◆ TASK
Keep the pictures out, and restate the listing that follows exactly as written.

──────────

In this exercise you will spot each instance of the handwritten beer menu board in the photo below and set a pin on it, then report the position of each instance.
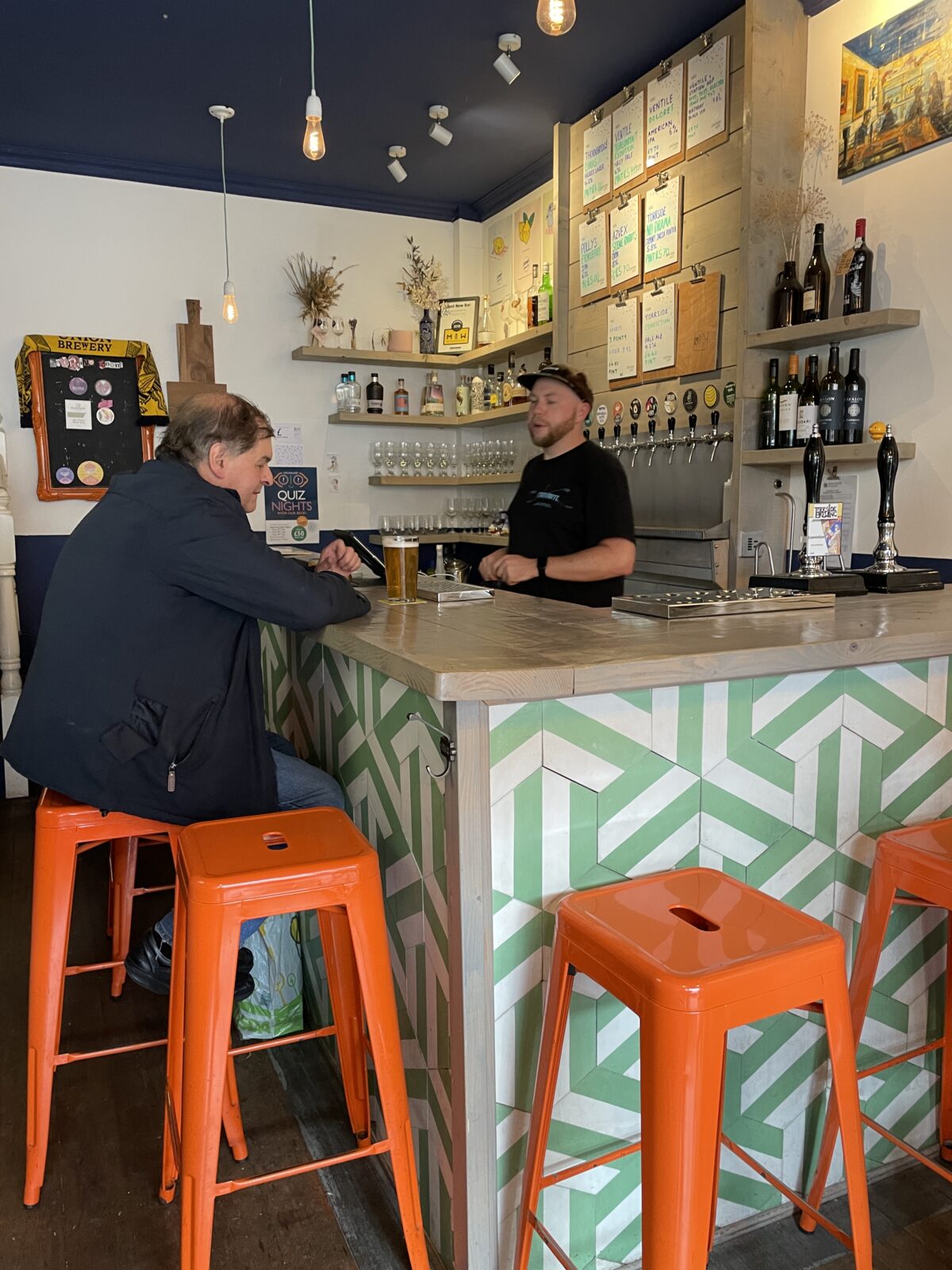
(597, 164)
(625, 233)
(86, 423)
(628, 143)
(659, 329)
(666, 118)
(708, 98)
(663, 229)
(593, 258)
(624, 341)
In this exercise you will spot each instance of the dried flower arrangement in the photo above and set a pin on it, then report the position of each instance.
(423, 283)
(789, 209)
(317, 287)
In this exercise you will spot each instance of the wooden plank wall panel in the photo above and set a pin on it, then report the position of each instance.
(711, 232)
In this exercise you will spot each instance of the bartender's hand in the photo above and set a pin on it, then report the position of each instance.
(514, 569)
(338, 558)
(489, 565)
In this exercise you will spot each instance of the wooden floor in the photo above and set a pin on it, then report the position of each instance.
(99, 1206)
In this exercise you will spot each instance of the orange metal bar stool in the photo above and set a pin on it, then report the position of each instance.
(257, 868)
(918, 861)
(693, 954)
(63, 831)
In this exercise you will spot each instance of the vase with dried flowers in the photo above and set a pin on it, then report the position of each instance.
(424, 285)
(317, 287)
(786, 209)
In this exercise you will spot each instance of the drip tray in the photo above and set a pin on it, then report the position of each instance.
(719, 603)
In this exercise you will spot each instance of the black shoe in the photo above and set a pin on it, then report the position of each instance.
(149, 965)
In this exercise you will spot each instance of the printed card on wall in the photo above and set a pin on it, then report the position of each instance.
(625, 232)
(659, 329)
(593, 258)
(628, 144)
(528, 243)
(622, 347)
(597, 164)
(666, 120)
(663, 229)
(708, 99)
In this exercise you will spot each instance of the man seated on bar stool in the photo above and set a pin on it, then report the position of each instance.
(571, 531)
(145, 691)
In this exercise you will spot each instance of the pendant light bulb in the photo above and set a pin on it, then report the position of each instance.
(555, 17)
(228, 306)
(314, 144)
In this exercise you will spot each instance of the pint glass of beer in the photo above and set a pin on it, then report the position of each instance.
(401, 558)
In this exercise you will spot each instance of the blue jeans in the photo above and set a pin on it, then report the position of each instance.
(300, 785)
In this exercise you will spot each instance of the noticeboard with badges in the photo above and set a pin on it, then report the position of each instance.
(93, 406)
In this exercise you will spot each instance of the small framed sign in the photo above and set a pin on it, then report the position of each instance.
(457, 324)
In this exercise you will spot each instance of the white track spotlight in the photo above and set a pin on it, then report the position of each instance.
(505, 64)
(437, 131)
(395, 168)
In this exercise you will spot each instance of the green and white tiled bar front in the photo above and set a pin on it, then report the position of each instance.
(781, 780)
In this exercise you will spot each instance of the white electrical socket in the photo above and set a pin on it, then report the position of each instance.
(748, 539)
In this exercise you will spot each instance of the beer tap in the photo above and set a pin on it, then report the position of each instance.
(651, 442)
(691, 440)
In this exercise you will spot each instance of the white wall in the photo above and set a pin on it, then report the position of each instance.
(909, 375)
(88, 257)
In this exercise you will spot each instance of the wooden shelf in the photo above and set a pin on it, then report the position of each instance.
(497, 353)
(443, 482)
(793, 455)
(854, 327)
(486, 418)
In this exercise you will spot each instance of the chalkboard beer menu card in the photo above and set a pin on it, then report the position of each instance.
(92, 406)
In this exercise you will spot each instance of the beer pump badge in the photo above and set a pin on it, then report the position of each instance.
(291, 507)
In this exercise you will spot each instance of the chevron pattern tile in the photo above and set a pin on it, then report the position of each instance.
(785, 783)
(352, 722)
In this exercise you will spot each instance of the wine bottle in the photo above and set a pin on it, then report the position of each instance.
(790, 399)
(816, 283)
(858, 279)
(809, 404)
(374, 395)
(854, 421)
(833, 402)
(770, 408)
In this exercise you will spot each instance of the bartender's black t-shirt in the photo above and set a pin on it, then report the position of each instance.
(568, 505)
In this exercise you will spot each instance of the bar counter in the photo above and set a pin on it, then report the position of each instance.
(590, 749)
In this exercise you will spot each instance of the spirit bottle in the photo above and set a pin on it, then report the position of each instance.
(374, 395)
(816, 283)
(790, 397)
(809, 404)
(856, 285)
(831, 402)
(854, 421)
(771, 408)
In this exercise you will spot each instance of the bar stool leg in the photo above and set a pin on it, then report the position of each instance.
(54, 874)
(370, 941)
(873, 933)
(125, 855)
(946, 1089)
(347, 1007)
(211, 956)
(682, 1073)
(846, 1094)
(554, 1022)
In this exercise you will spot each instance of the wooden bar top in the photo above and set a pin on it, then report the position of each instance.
(518, 648)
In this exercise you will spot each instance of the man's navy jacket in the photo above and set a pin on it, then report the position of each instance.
(145, 691)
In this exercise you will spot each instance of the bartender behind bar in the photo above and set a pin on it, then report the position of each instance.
(571, 533)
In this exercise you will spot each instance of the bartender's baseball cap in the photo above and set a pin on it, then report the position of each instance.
(574, 380)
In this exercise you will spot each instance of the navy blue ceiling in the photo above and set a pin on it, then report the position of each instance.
(122, 89)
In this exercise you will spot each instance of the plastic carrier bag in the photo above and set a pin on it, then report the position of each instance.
(276, 1007)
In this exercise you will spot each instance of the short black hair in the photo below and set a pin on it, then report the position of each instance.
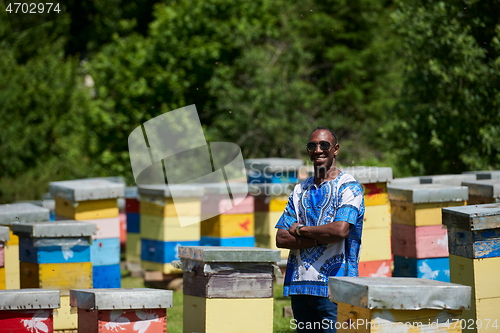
(326, 129)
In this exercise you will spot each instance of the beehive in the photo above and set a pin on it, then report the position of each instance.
(56, 256)
(376, 246)
(9, 215)
(121, 310)
(228, 289)
(170, 217)
(4, 237)
(483, 191)
(418, 238)
(132, 211)
(94, 201)
(270, 201)
(381, 304)
(28, 310)
(474, 243)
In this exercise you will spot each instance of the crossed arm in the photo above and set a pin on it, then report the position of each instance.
(312, 235)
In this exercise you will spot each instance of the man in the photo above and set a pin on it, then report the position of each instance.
(321, 225)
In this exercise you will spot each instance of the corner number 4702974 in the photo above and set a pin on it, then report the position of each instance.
(32, 8)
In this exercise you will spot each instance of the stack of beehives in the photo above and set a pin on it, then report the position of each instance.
(95, 201)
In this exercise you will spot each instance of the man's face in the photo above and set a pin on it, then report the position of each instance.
(319, 157)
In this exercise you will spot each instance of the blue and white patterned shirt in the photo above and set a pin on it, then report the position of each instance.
(340, 199)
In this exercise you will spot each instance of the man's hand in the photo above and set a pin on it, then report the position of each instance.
(293, 229)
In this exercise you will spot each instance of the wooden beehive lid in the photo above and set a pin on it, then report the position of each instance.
(27, 299)
(229, 254)
(22, 212)
(455, 180)
(86, 189)
(489, 188)
(474, 217)
(169, 191)
(121, 298)
(367, 175)
(67, 228)
(4, 234)
(221, 188)
(399, 293)
(424, 193)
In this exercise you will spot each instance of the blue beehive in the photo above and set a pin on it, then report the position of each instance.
(431, 268)
(106, 276)
(105, 251)
(133, 223)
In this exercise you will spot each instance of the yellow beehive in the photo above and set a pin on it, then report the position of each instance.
(265, 223)
(66, 317)
(86, 210)
(420, 214)
(167, 207)
(60, 276)
(482, 275)
(377, 217)
(2, 278)
(227, 315)
(133, 247)
(228, 225)
(168, 229)
(12, 264)
(375, 244)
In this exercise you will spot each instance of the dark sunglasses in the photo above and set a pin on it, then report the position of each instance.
(324, 145)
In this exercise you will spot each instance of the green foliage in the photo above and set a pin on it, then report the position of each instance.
(448, 117)
(42, 110)
(262, 74)
(329, 63)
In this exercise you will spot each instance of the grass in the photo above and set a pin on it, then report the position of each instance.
(174, 322)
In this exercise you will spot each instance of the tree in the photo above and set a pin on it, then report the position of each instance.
(43, 110)
(448, 118)
(261, 74)
(329, 63)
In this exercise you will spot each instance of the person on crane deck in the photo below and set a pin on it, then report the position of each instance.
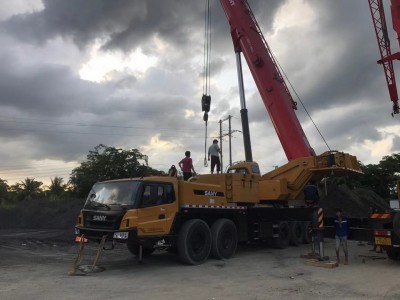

──────────

◆ SOLUTION BELOW
In this exercise you will spot each instance of the handwritten beer menu board in the photo below and set a pin on it, then report the position of each instance.
(597, 164)
(625, 233)
(86, 423)
(628, 143)
(659, 329)
(666, 118)
(708, 98)
(663, 229)
(593, 258)
(624, 341)
In this exercise you will spot each instance of the dried flower arrangement in the photo above and set a pin on it, then report the position of each instance.
(423, 283)
(789, 209)
(317, 287)
In this exercise you will spot each instance of the wooden plank wall panel in the photo above and set a pin on it, then report the position of each instance.
(711, 232)
In this exercise you will spot each instance of the bartender's hand in the photo above and set a pin on it, then report the position of each instance.
(514, 569)
(338, 558)
(489, 565)
In this exercise you will spot each instance of the wooden floor in the photo above and set a pin on it, then report the position of each instance.
(99, 1206)
In this exercise you will spot each instance of the orange metal bar stool in the photo above and set a pin on it, then report the position of each instance.
(257, 868)
(918, 861)
(693, 954)
(63, 831)
In this exercise you will spot each instance of the vase with dried flowers in the photo above and set a pin on it, then report the position of each instance.
(424, 285)
(317, 287)
(786, 209)
In this exercise you will spot each instance of the drip tray in the photo above and set a pin on it, then report the position of each instance.
(719, 603)
In this exercise you will spot each instance of the black shoe in the photo above and set a pin on it, then report the position of each instance.
(149, 965)
In this exercise you will spot each instance of the printed card on wall in the photo above and set a pin on it, then report the position of each instance.
(625, 232)
(659, 329)
(593, 258)
(628, 144)
(528, 243)
(622, 347)
(597, 164)
(666, 120)
(663, 229)
(708, 99)
In this exercise you will spot each instance of the man seated on bar stool in the photo above and set a pin on it, then report the position of each instance.
(571, 531)
(145, 691)
In this exercise you will spot each instance of the pendant light bulb in the photo above and set a pin on it, then report the position of each instance.
(555, 17)
(228, 306)
(314, 144)
In this exercise you will spot each instance of the pint glass of beer in the photo above and set a pin on it, then report the position of each instance.
(401, 558)
In this exercise you will spot each instance of the blue jeans in the photo above and set a pin on it, then report the position of each instance.
(300, 785)
In this exercise you will spot each instance of the noticeboard with badges in the photo above and set a pin on it, then report the position of each instance.
(93, 406)
In this exercise you will spot each instance of the small framed sign in the photo above and set a pin on it, then report the position of each instance.
(457, 324)
In this exercise you will spot each instance of the white track spotlight in the photo above and set a pin on it, then report the position of each instance.
(505, 64)
(437, 131)
(395, 168)
In this exercise you will spot each instance of the green and white tiled bar front in the photo above and set a pin on it, then report the position of each instance.
(781, 780)
In this exercise you will spot each instance of the white electrical socket in the photo above and set a pin on it, then report the position of each instance.
(748, 539)
In this exercise you will spot each instance of the beer tap in the photo above and set a pin on it, then report the position of each instance.
(651, 442)
(691, 440)
In this exercise you will spot each instance of the white wall in the photo above and set a pin on it, then report the position of each instance.
(909, 375)
(88, 257)
In this exercise you will spot each instance of the wooden shelf in the photo above and set a pin on it, then report the position of each instance.
(497, 353)
(443, 482)
(793, 455)
(854, 327)
(486, 418)
In this exercise you will spot each instance of the chalkboard beer menu card in the photo above and set a pin on it, then report the position of each instance.
(92, 406)
In this exercise you will spot each instance of the beer pump badge in the photo above and set a pin on it, then report the position of each instance.
(291, 507)
In this exercise you will spot each instance of the chevron pattern tile in the photo above and set a pin on it, then report the position of each instance.
(785, 783)
(352, 722)
In this exercise you will spot each instance of the wine bottle in the photo above and set a pin on it, then report the position of each instance.
(790, 399)
(816, 283)
(858, 279)
(809, 404)
(374, 395)
(854, 421)
(833, 402)
(770, 408)
In this exercise you will spot each instance of the bartender's black t-shirt in the photo above and set a pin on it, then report the position of each instance.
(568, 505)
In this exercise you will spot each instance of the bar counter in the photo above and set a pin on it, then report the position of each instance.
(590, 749)
In this exercise you will spot each instance of the spirit bottle in the photo above and set a pin on it, then report the position of each instance.
(374, 395)
(816, 283)
(790, 397)
(809, 404)
(856, 285)
(831, 402)
(854, 421)
(771, 408)
In this exercise you will spot each instance of the bar stool leg in the photo above and set a pin on it, then report the position of each instance.
(54, 874)
(370, 941)
(873, 933)
(125, 855)
(946, 1089)
(347, 1007)
(211, 956)
(682, 1073)
(846, 1094)
(554, 1022)
In this exercise you will spot each instance of the wooden bar top in the photo above and set a pin on it, then report the position of each instance.
(518, 648)
In this exercise you will spot each instance of the man's navy jacket in the photo above and set a pin on it, then report the position of each instance.
(145, 691)
In this exercise you will spot each instance of the bartender behind bar in the photo above and set a pin on it, then report the position of each instance.
(571, 533)
In this exercise you will spot each instance of the bartender's baseball cap in the photo above and set a pin on it, then report the position of each instance.
(574, 380)
In this exercise you will spot each instance of the navy blue ceiling in the photo above and set a pin on it, then report the position of each instance.
(122, 89)
In this exercise you will spot each instance of the plastic carrier bag in the photo above and set a pin on it, then report the position of each instance.
(276, 1007)
In this exercise you will spot each instance of the short black hair in the photo below and set a pin on it, then report the position of each instance.
(326, 129)
In this exercise you will spot each instance of the beehive in the photo above and set a pin on it, then report the position of each instance.
(56, 256)
(376, 246)
(9, 215)
(121, 310)
(228, 289)
(170, 217)
(4, 237)
(483, 191)
(418, 238)
(132, 211)
(94, 201)
(270, 201)
(381, 304)
(28, 310)
(474, 243)
In this exercise you will spot each instance of the crossed arm in the photo above and set a pin on it, then report the position of each instance.
(312, 235)
In this exercise you will spot each instance of the man in the photo above and set a pin on it, then report the position of each instance.
(321, 225)
In this exercise you will spot each instance of the corner number 4702974 in the photo above and set a pin on it, then report the position of each instance.
(32, 8)
In this exercise you will spot each instance of the stack of beehives in the photo above and set a pin on it, then report the position of each instance.
(95, 201)
In this exercise you will spot each instance of the man's face in the photo above and set a pin on it, then report the position of each instance.
(319, 157)
In this exercise you will spot each instance of the blue and white patterned shirt in the photo above and set a pin on it, then report the position of each instance.
(340, 199)
In this exercise you will spot each instance of the man's hand in the photo above and set a pin on it, then report the position of each instance.
(293, 229)
In this exercise you will spot each instance of the wooden beehive lid in the photo above and set a pin on it, then report the position of each instance.
(27, 299)
(229, 254)
(22, 212)
(455, 180)
(86, 189)
(489, 188)
(474, 217)
(169, 191)
(121, 298)
(367, 175)
(67, 228)
(4, 234)
(221, 188)
(399, 293)
(424, 193)
In this exercise you will spot each instance of the blue beehive in the photo above and set a pin on it, then report the position of each instance.
(431, 268)
(106, 276)
(105, 251)
(133, 223)
In this exercise you will spot each instance of the yellow beehive in the photo above and set a pin on it, then report the position of each instance.
(265, 223)
(66, 317)
(86, 210)
(420, 214)
(167, 207)
(60, 276)
(482, 275)
(377, 217)
(2, 278)
(227, 315)
(133, 247)
(228, 225)
(168, 229)
(12, 264)
(375, 244)
In this exercise you will spot each instance of the dark sunglasses in the photo above and set a pin on it, then report the position of each instance.
(324, 145)
In this exercise you will spot each instance of the green foliage in the photo above and set a pin on it, then report the position of each instance.
(448, 117)
(42, 110)
(262, 74)
(329, 63)
In this exercise you will spot each instance of the grass in the photo above and set a pin on it, then report the position of each instance.
(174, 322)
In this exercise you will spot each instance of the tree in the photo above and set a pin on it, then report the position of each instance.
(43, 110)
(448, 118)
(261, 74)
(329, 63)
In this exercise you will spot each instance of the person on crane deck in the photo below and set a pin on it, then report the position of each instance.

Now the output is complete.